Every line below between the line holding "Target: raised arm" and the line holding "point_to(query) returns, for every instance of the young", inclusive, should be repeated exactly, and all other lines omitted.
== Segment start ==
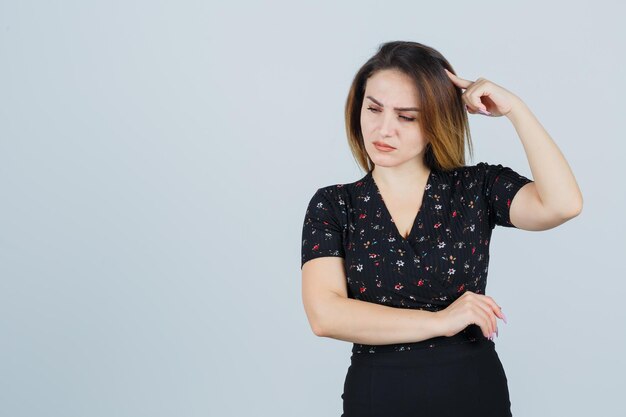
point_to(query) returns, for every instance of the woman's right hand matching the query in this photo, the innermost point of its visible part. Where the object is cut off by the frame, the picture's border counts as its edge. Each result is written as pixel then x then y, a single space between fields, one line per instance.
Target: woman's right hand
pixel 471 308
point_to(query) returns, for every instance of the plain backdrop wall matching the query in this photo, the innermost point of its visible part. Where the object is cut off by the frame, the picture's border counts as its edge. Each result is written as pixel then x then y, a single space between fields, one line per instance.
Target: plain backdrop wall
pixel 156 159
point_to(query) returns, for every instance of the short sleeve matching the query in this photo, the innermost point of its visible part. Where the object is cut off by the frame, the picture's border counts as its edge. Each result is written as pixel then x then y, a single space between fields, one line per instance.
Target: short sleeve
pixel 322 232
pixel 500 184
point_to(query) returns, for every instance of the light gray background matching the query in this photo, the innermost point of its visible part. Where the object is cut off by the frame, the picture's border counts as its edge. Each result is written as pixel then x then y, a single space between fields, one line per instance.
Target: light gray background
pixel 156 161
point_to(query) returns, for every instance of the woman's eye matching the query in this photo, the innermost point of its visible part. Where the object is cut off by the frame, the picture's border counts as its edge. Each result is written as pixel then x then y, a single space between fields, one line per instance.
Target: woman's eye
pixel 408 119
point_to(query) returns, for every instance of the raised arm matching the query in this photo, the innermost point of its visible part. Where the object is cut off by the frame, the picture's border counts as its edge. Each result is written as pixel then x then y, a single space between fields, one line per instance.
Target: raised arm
pixel 554 196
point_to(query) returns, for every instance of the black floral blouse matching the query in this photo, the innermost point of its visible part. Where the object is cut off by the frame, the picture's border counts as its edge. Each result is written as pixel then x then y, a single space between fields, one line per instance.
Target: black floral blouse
pixel 445 254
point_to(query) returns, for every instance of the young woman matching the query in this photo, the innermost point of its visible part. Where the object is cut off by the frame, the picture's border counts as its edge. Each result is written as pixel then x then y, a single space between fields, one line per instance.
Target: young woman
pixel 396 262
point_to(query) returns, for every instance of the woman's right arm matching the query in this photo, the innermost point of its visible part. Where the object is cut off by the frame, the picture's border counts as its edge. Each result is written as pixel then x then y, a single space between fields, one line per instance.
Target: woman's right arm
pixel 332 314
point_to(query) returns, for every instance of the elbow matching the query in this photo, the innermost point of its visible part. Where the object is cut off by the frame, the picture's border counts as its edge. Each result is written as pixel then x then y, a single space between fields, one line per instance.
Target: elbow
pixel 316 323
pixel 574 210
pixel 317 330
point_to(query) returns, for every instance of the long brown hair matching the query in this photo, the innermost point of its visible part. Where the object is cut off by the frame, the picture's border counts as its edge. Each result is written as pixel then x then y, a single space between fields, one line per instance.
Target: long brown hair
pixel 442 114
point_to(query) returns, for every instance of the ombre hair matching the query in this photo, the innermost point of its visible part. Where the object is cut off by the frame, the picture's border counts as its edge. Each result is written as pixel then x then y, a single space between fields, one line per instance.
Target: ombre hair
pixel 442 115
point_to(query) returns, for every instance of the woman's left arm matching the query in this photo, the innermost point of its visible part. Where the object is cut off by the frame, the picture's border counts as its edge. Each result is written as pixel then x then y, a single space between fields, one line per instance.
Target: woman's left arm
pixel 554 197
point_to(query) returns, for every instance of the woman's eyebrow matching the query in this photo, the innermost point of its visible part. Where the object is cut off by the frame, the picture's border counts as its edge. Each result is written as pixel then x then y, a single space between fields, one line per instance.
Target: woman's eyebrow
pixel 395 108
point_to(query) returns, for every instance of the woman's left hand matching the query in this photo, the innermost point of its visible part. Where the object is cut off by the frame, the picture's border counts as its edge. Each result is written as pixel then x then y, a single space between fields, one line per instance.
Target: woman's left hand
pixel 484 96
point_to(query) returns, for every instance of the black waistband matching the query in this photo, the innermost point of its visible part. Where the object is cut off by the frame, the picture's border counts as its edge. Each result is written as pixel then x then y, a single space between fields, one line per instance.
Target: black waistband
pixel 471 333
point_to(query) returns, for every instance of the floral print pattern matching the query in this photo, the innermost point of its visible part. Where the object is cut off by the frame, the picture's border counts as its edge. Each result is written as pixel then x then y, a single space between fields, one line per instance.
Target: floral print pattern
pixel 445 253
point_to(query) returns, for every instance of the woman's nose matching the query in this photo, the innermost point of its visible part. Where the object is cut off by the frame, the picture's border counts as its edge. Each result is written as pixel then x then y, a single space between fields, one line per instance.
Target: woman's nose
pixel 387 125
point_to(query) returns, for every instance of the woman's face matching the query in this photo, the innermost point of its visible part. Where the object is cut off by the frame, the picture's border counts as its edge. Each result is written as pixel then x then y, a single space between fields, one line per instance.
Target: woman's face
pixel 383 119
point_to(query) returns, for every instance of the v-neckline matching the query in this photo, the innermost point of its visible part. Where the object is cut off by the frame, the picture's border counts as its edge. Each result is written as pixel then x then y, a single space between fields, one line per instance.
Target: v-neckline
pixel 420 211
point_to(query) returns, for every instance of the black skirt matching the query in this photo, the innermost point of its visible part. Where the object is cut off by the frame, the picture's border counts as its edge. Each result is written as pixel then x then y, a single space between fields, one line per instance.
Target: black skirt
pixel 465 379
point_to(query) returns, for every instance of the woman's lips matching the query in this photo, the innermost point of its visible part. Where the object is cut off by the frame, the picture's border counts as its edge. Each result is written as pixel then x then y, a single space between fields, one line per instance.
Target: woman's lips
pixel 383 148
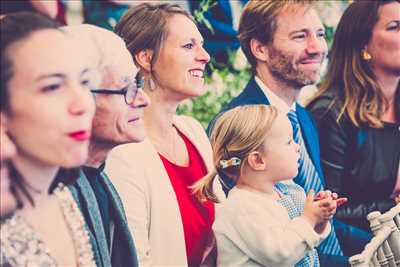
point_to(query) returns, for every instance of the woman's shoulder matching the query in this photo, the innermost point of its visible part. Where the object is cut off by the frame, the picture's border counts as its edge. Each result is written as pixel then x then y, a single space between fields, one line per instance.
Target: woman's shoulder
pixel 325 105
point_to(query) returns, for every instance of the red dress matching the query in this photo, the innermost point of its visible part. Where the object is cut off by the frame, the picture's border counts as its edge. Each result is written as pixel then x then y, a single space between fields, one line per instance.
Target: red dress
pixel 197 218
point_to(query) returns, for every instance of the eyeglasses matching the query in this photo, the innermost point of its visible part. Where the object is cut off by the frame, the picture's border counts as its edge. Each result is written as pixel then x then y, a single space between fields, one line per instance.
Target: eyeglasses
pixel 129 92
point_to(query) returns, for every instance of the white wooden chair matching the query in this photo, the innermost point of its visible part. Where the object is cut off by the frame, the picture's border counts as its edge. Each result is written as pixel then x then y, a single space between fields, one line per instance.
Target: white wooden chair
pixel 384 249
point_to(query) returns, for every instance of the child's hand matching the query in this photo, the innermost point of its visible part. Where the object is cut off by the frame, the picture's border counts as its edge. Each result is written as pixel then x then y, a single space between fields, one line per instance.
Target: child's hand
pixel 319 211
pixel 397 199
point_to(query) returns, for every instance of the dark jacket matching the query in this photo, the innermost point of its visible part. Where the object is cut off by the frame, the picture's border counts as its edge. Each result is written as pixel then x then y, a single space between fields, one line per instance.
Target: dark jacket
pixel 251 95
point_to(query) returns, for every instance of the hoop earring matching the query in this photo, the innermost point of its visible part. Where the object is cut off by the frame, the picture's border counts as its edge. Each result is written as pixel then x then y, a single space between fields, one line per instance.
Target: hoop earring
pixel 365 55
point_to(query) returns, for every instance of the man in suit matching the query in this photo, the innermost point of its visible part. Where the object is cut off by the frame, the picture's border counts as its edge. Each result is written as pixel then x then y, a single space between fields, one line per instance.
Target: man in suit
pixel 284 41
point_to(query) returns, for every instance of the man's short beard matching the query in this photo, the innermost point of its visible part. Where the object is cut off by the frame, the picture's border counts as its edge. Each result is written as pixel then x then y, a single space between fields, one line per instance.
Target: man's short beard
pixel 281 67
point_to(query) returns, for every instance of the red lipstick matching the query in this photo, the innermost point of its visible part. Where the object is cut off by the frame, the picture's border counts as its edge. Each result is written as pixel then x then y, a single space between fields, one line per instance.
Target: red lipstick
pixel 80 135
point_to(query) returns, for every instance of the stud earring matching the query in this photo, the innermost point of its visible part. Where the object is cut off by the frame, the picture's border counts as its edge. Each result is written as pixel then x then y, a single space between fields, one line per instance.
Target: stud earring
pixel 365 55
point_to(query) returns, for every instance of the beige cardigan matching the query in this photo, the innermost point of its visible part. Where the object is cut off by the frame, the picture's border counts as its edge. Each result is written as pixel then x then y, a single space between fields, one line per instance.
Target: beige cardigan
pixel 150 203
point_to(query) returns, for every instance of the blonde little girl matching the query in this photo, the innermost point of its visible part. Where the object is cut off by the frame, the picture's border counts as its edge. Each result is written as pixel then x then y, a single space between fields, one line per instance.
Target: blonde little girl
pixel 267 220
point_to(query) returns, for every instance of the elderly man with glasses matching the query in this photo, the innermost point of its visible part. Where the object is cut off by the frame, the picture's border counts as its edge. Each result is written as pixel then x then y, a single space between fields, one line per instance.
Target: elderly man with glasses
pixel 118 120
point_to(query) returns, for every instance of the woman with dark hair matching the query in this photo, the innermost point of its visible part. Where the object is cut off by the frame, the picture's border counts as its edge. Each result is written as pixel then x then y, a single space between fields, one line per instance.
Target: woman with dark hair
pixel 49 109
pixel 169 224
pixel 358 110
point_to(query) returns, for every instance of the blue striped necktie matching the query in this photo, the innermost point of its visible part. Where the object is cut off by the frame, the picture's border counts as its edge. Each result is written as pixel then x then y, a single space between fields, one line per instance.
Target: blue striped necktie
pixel 308 178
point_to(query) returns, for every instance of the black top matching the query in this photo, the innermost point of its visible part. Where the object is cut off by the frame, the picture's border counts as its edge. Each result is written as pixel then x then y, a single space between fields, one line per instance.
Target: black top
pixel 94 177
pixel 359 163
pixel 11 6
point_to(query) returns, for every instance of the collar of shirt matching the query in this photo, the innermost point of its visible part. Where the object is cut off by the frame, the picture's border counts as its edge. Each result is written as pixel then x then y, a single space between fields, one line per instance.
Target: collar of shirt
pixel 275 100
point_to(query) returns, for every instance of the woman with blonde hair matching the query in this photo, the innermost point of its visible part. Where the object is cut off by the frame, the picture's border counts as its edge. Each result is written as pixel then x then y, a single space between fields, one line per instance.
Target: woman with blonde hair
pixel 358 110
pixel 169 225
pixel 267 220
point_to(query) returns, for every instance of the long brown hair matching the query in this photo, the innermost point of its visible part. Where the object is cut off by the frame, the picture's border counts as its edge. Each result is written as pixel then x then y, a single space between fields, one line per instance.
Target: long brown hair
pixel 350 77
pixel 236 133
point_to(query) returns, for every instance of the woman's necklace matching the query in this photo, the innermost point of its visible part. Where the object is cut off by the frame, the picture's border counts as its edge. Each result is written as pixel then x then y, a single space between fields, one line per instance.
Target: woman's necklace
pixel 21 245
pixel 76 225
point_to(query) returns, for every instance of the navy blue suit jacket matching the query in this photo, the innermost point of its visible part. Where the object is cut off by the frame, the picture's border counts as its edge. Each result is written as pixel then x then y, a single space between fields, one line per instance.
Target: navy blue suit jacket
pixel 351 239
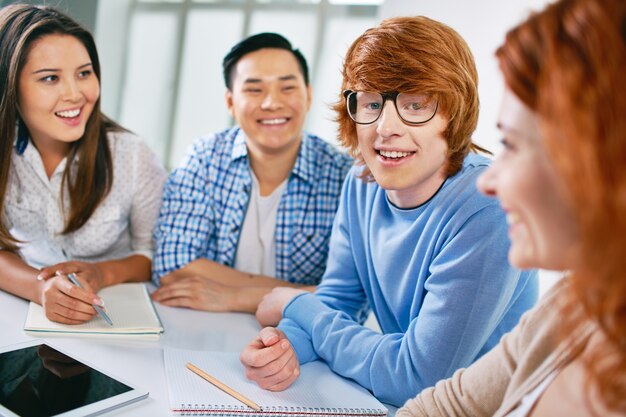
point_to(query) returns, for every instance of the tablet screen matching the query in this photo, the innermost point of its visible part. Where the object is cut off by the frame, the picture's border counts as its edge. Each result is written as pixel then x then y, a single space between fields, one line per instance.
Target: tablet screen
pixel 41 381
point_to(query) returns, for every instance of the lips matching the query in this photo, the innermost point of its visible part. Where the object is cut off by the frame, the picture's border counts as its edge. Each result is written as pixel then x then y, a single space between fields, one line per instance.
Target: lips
pixel 68 114
pixel 394 154
pixel 273 122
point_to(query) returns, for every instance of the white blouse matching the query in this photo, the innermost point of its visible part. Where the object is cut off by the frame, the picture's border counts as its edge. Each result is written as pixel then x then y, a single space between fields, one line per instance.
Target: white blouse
pixel 119 227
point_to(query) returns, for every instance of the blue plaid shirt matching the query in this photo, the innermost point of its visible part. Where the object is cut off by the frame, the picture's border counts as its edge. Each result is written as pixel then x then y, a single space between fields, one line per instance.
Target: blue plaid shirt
pixel 206 199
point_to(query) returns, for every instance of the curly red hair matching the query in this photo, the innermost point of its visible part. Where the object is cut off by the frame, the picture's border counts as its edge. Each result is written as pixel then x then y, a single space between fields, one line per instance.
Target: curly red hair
pixel 568 63
pixel 415 54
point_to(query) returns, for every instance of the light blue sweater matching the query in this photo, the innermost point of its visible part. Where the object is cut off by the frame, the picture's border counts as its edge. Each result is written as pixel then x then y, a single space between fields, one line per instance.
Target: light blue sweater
pixel 436 277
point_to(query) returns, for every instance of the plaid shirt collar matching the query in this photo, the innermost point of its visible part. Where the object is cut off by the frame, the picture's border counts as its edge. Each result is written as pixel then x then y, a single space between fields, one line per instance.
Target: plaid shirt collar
pixel 305 163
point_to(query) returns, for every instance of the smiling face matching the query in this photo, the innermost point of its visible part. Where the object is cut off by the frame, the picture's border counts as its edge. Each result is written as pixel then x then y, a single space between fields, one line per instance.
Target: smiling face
pixel 57 90
pixel 541 225
pixel 409 162
pixel 269 100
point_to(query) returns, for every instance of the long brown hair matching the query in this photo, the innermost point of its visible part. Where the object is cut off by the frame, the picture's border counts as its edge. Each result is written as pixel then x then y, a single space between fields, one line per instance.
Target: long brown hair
pixel 568 64
pixel 20 26
pixel 415 54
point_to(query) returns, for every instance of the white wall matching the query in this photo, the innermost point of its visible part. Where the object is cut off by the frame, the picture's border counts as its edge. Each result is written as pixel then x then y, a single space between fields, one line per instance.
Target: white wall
pixel 483 24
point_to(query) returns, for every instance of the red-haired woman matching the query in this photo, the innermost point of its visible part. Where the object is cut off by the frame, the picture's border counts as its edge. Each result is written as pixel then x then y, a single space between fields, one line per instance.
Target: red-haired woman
pixel 561 178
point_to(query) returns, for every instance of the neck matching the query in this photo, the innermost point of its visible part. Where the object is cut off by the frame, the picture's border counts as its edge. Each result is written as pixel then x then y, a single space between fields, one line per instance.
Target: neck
pixel 272 168
pixel 52 153
pixel 416 196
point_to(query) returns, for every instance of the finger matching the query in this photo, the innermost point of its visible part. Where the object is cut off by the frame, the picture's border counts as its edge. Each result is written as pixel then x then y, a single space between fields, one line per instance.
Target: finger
pixel 67 317
pixel 75 294
pixel 177 302
pixel 72 316
pixel 270 335
pixel 46 273
pixel 273 369
pixel 65 268
pixel 286 374
pixel 260 355
pixel 169 278
pixel 281 386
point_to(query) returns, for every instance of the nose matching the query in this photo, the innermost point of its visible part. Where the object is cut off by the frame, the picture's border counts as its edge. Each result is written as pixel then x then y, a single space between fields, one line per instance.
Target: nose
pixel 389 122
pixel 272 100
pixel 487 181
pixel 71 90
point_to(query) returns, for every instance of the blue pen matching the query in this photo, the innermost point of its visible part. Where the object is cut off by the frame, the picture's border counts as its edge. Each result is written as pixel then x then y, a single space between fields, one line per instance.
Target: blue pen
pixel 100 311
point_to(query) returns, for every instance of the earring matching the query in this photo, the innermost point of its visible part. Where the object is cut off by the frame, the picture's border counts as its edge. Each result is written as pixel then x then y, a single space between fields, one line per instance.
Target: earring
pixel 21 133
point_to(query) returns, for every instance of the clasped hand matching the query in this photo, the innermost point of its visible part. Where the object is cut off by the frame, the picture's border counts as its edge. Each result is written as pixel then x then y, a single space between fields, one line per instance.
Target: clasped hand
pixel 270 360
pixel 63 301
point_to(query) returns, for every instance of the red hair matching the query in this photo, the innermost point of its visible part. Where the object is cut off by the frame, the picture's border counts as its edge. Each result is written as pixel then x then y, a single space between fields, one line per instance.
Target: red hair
pixel 567 64
pixel 415 54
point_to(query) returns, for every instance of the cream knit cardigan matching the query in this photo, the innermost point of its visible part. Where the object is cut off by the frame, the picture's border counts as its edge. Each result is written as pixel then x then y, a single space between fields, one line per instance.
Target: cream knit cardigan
pixel 496 383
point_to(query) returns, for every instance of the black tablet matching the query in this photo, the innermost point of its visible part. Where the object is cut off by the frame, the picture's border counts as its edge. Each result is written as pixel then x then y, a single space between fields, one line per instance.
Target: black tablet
== Segment end ==
Expected output:
Target: raised arm
pixel 554 196
point_to(query) returns, for every instance of the black floral blouse matching the query in this photo, the innermost point of its visible part. Where the object is cut off by the frame, the picture's border counts as its edge. Each result is written as pixel then x then y, a single space between fields, one line per instance.
Target: black floral blouse
pixel 445 254
point_to(query) returns, for every instance of the young woman matching the query in this photo, the innermost point of its visible part. Where the object is cut off by the frame, the picture's border counts as its edge. Each result is written as pixel then x then y, a single space between fields, one line per instance.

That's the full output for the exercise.